begin Exercise materials
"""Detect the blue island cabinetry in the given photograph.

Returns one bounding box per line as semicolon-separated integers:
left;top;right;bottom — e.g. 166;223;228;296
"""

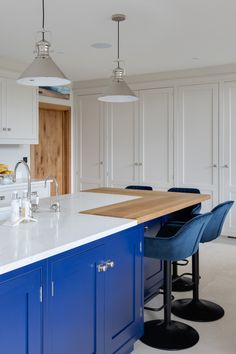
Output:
0;226;143;354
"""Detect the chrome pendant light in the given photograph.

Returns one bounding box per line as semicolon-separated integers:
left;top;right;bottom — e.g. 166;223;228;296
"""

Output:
98;14;138;103
17;0;71;86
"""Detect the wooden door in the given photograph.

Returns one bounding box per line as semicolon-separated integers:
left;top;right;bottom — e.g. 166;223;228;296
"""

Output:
76;95;105;191
30;103;70;195
175;83;219;211
107;97;139;188
220;82;236;237
139;88;174;190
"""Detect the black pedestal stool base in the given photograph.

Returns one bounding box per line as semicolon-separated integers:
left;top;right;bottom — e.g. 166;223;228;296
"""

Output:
171;299;224;322
140;320;199;350
172;276;193;292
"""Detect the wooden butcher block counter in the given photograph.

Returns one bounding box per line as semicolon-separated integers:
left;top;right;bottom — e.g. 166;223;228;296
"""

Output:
82;188;210;224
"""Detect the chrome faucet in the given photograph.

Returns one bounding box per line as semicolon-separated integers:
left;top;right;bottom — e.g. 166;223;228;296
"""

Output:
44;176;61;212
13;160;31;203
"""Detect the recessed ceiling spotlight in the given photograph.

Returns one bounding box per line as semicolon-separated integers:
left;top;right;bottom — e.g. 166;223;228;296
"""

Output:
91;42;112;49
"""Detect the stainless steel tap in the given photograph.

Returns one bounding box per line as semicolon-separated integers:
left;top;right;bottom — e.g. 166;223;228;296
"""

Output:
13;160;31;202
44;176;61;212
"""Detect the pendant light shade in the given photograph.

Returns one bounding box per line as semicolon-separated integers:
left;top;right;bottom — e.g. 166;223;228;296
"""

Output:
17;0;71;86
98;14;138;103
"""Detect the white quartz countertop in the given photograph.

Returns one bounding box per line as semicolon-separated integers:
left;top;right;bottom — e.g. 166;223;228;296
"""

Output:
0;192;137;274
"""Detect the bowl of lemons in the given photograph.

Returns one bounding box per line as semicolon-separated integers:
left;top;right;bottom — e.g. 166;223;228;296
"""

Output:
0;163;14;184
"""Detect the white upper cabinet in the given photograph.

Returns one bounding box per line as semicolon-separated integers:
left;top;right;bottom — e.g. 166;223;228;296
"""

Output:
139;88;174;190
176;84;218;210
107;102;139;187
220;82;236;236
76;95;104;190
0;79;38;144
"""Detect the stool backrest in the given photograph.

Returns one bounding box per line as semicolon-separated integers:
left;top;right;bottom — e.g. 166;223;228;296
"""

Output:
144;213;212;261
168;187;201;220
125;185;153;191
201;200;234;243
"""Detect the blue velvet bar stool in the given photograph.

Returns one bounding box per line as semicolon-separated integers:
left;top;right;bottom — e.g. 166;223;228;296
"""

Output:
168;187;201;292
172;201;234;322
141;213;211;350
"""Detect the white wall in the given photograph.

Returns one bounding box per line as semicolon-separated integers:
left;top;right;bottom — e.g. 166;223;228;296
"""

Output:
0;144;30;177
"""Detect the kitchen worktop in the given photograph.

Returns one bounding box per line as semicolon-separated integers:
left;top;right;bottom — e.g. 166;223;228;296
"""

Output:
83;188;210;223
0;193;137;274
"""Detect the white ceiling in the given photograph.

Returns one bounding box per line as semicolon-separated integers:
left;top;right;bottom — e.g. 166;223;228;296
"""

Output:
0;0;236;81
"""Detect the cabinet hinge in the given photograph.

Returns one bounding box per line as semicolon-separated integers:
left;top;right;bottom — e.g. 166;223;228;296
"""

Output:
139;241;143;254
51;281;54;296
39;286;43;303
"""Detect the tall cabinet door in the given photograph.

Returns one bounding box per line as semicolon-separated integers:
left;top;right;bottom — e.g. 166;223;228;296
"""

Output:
139;88;174;190
76;95;104;190
107;102;139;187
220;82;236;236
176;84;219;210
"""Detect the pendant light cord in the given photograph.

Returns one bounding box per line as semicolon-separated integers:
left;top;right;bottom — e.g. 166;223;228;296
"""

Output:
42;0;45;41
117;21;120;68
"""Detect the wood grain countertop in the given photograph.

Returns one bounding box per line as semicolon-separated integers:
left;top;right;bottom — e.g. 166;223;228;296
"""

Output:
81;188;210;224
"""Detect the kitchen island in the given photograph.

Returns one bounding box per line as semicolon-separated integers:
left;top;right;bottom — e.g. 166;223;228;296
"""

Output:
0;191;208;354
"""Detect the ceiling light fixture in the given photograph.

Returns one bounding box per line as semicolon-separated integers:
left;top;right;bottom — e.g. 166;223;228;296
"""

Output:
98;14;138;103
17;0;71;86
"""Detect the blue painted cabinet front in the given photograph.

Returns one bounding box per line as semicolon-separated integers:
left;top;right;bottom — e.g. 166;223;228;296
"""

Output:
105;227;143;354
0;269;42;354
49;246;104;354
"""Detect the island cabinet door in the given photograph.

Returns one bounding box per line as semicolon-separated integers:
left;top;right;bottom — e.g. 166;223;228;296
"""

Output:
104;227;143;354
48;245;104;354
0;269;42;354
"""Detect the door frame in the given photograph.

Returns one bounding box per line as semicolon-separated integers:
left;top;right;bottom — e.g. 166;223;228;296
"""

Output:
30;102;73;193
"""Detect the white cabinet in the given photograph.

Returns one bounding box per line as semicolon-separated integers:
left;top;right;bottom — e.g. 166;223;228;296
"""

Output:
176;84;219;210
0;79;38;144
107;99;139;188
220;82;236;236
139;88;174;190
77;88;173;190
76;95;104;190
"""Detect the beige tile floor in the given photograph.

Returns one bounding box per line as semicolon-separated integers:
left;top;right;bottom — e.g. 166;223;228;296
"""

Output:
133;237;236;354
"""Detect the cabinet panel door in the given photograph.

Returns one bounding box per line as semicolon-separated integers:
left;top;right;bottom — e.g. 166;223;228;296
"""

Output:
140;88;174;189
220;82;236;236
0;270;42;354
107;99;139;187
105;227;143;354
6;80;38;143
176;84;218;210
77;95;104;190
49;246;104;354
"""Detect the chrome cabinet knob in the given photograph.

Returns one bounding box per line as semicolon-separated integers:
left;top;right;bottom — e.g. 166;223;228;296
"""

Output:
106;260;115;269
97;263;107;273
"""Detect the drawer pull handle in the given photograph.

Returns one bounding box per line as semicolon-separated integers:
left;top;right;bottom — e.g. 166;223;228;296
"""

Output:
106;260;115;269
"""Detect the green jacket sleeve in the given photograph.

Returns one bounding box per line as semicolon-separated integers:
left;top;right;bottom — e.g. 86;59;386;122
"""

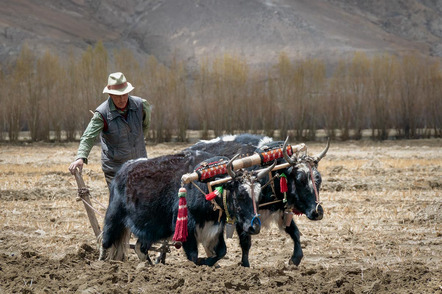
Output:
77;112;104;163
143;99;152;138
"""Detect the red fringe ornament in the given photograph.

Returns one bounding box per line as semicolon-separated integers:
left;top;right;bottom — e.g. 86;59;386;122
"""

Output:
279;173;288;203
206;187;223;201
173;187;187;248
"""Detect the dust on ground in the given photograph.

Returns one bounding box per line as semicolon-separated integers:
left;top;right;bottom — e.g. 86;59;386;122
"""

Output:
0;139;442;293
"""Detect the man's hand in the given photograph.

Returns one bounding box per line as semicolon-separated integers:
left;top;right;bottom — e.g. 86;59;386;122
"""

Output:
69;158;84;174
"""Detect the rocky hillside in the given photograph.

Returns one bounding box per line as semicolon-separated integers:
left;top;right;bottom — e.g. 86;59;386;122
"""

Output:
0;0;442;66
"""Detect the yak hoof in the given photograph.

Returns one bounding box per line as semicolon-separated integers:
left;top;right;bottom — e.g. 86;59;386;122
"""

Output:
end Exercise materials
Select every line of the records above that contains the word "door" and copy each one out in full. Case counts.

* Answer to the problem
"""Detect the wooden door in the given photograph.
"""Detect the tall cabinet door in the given photograph.
"""Detect the island cabinet door in the given photograph.
"""Detect the door frame in the given photograph.
"""Detect the cabinet panel door in the given photograph.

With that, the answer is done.